Text excerpt =>
————

Shannon Switzer is a bit of a babe. Not only is she a surfer, photographer and world-wide traveler, she is an eco-warrior, friend of the ocean, fighting hard to keep our seas clean.
1. Hello! Thank you so much for agreeing to have a little interview with us.
In your video as National Geographic Explorer, you mentioned that some of your friends got sick while surfing; what happened?
My friends and I often get sinus and ear infections from surfing, usually after a recent rain. In fact, in Southern California county authorities advise against swimming in the ocean for 72 hours after it rains, because the bacteria levels go crazy (is this the same in the UK?). But I’ve also had several friends nearly die from bacterial infections they got while surfing. The worst case was my friend who contracted MERSA, the most aggressive form of staph, via a small cut on his leg. The kicker is, it was in the middle of summer when it hadn’t rained for months.
This, to me, is unacceptable. Everyone should be able to enjoy the ocean and not worry about getting a horrible infection or disease from it. Much of my work stems from this passionate belief.
2.Congratulations on your recent epic 80-mile stand-up paddleboard down the San Diego coast. What causes were you raising awareness for and how tough was it?
The overall goal of the paddle was to get our fellow San Diegans interested in their coastal water quality and encourage them to take ownership of it.
The paddle also served as the launch for a new project and smart phone app run by Below the Surface called Riverview, which is basically like Google’s Street View but for rivers and with a crowdsourcing component. Lastly, we were raising money for a new database and phone application beachgoers can use to report when and where they get sick from being in the water.
The first day was the toughest- 20 miles from just north of the San Mateo River, the most pristine one in Southern California that empties at Trestles, a world class surf break, down to Oceanside harbor. The longest paddle I’d done prior was only 6 miles long, so it put my body to the test!

————

Raw data =>
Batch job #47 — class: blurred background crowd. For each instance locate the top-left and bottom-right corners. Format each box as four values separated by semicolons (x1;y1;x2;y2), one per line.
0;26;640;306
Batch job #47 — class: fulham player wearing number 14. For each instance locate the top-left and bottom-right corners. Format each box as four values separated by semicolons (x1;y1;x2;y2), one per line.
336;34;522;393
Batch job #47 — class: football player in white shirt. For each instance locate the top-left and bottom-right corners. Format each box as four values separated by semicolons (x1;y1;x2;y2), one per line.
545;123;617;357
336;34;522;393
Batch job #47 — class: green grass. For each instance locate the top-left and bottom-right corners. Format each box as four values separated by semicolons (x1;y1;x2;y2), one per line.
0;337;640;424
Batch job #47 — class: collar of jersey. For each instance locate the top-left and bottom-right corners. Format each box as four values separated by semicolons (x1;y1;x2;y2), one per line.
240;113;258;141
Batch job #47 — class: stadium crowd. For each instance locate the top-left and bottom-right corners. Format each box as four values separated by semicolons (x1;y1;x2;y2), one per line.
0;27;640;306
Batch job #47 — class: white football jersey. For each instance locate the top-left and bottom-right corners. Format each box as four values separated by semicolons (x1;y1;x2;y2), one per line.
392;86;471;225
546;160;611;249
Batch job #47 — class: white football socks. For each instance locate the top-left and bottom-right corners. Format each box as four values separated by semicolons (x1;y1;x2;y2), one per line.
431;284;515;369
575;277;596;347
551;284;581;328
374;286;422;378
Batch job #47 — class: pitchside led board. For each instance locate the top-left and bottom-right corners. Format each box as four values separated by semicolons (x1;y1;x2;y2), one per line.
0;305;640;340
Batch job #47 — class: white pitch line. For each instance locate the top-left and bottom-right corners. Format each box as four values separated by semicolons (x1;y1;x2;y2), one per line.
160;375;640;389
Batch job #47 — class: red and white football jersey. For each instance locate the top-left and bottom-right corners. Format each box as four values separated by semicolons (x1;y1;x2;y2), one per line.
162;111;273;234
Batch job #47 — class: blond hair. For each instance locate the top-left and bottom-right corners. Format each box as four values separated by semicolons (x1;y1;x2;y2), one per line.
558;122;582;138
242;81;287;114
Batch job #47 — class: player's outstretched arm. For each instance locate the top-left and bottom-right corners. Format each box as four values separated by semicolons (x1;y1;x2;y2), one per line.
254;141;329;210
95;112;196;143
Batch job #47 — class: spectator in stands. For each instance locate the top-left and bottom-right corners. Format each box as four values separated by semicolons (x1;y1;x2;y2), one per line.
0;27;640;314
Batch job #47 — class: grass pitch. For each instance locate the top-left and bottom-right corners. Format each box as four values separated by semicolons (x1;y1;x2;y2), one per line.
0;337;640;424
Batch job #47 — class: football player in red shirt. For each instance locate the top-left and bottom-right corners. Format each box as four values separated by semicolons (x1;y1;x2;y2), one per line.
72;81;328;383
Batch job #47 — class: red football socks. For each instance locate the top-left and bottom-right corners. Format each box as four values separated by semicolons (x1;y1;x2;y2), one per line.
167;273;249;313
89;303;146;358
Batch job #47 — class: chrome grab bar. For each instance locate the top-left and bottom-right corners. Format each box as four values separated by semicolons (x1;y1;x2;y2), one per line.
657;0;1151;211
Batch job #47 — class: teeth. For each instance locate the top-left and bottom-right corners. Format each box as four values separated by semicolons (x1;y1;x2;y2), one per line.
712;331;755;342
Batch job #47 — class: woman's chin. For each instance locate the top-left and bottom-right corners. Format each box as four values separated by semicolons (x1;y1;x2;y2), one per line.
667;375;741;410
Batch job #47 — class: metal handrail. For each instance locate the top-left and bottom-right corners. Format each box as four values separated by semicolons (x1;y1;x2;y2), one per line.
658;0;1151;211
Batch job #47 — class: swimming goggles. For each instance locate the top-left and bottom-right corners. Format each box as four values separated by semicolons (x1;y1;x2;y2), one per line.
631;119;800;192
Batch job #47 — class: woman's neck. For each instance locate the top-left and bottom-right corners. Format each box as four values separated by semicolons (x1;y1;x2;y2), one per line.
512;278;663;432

————

Assignment A => In the Shannon Switzer interview, how far was the longest paddle Switzer had done before the first day of the 80-mile trip?
Assignment B => Translate this sentence from the Shannon Switzer interview into Spanish: "The overall goal of the paddle was to get our fellow San Diegans interested in their coastal water quality and encourage them to take ownership of it."
Assignment C => Decide whether each statement agrees with the Shannon Switzer interview, answering yes or no and quoting the deciding words: (i) The 80-mile paddle went down the San Diego coast. (ii) The friend who contracted MERSA got it shortly after a heavy rain. (iii) Riverview is run by Below the Surface.

Problem solution A => Only 6 miles.

Problem solution B => El objetivo general de la travesía en remo era lograr que nuestros conciudadanos de San Diego se interesaran por la calidad del agua de su costa y animarlos a hacerse responsables de ella.

Problem solution C =>
(i) Yes: "80-mile stand-up paddleboard down the San Diego coast"
(ii) No: "it was in the middle of summer when it hadn’t rained for months"
(iii) Yes: "a new project and smart phone app run by Below the Surface called Riverview"